+++ Extract provided +++

Glens Falls Hospital utilizes cutting-edge technology to provide surgical care for a broad spectrum of benign and malignant diseases involving the lungs, mediastinum, chest wall and esophagus.
Our services and treatments cover:
Our services range from initial diagnosis and staging with thoracoscopy, navigational bronchoscopy, endoscopic ultrasound-guided biopsies and mediastinoscopy, to curative lung resections, to palliative procedures such as drainage and pleurodesis of malignant pleural effusions.
As is the case with most malignancies treated today, a multidisciplinary approach to lung cancer is required. We work closely with the medical and radiation oncologists at the C.R. Wood Cancer Center at Glens Falls Hospital and in the community.
Most lung resections are performed with a video-assisted approach. This results in less post-operative pain, a reduced hospital stay, and a faster recovery.
Minimally invasive, video-assisted thoracic surgery is also ideally suited to the diagnosis and treatment of pleural diseases, both benign and malignant.
Malignant Pleural Effusion
Advanced lung and breast cancers frequently spread to the pleural surface, causing accumulation of large pleural effusions which result in shortness of breath. These effusions can be drained, a pleural biopsy obtained and pleurodesis accomplished thoracoscopically. For those patients with a limited life expectancy, or when the lung will not expand to allow pleurodesis, a pleural catheter can be placed with local anesthetic, easing their shortness of breath and allowing outpatient management.

+++ Dataset content +++

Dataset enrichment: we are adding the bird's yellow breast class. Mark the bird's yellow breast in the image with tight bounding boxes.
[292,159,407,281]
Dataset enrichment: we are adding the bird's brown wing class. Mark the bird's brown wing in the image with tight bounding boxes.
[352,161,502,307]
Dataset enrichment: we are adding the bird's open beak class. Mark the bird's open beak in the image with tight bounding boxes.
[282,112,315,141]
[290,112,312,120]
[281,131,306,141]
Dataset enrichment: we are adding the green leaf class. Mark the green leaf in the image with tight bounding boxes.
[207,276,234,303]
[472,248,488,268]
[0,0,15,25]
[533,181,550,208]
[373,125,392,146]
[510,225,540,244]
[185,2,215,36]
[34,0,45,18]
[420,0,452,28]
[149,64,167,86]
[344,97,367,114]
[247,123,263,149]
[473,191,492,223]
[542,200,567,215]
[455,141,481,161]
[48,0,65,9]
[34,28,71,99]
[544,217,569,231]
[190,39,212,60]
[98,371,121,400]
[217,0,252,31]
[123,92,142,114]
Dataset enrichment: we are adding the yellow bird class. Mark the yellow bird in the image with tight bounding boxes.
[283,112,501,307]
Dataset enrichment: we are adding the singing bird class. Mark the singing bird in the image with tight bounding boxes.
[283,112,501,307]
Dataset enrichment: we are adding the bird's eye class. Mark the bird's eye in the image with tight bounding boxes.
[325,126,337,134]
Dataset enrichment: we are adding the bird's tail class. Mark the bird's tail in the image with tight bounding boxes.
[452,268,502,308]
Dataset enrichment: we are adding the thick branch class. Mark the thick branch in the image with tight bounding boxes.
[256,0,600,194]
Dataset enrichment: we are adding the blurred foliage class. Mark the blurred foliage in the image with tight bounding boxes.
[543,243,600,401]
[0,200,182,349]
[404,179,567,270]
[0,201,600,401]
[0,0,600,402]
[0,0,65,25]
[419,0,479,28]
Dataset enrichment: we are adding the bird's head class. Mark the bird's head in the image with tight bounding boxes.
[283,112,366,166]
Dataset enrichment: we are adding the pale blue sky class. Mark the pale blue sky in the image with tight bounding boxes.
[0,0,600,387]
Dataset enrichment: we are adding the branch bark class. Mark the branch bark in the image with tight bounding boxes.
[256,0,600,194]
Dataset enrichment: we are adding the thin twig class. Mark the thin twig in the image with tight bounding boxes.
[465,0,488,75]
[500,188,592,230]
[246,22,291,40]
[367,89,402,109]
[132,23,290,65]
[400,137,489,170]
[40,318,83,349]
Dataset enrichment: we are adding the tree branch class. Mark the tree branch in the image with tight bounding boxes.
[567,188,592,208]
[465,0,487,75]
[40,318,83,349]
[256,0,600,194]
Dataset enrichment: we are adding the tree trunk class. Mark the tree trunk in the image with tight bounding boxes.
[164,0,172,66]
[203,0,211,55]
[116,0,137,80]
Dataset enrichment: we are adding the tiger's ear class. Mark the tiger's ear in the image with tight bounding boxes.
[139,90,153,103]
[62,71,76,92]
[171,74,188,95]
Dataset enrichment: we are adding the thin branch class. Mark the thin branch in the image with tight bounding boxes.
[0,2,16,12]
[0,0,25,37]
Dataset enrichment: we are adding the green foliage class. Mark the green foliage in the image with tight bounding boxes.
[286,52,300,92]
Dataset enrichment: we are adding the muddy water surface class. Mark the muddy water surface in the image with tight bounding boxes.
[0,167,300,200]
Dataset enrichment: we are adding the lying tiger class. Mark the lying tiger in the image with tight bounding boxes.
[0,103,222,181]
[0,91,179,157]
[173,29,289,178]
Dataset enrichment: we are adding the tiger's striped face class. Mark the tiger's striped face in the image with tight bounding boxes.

+++

[Problem statement]
Reproduce the passage of the thoracic surgery text starting with "Glens Falls Hospital utilizes" and going on through "wall and esophagus.".

[Written response]
Glens Falls Hospital utilizes cutting-edge technology to provide surgical care for a broad spectrum of benign and malignant diseases involving the lungs, mediastinum, chest wall and esophagus.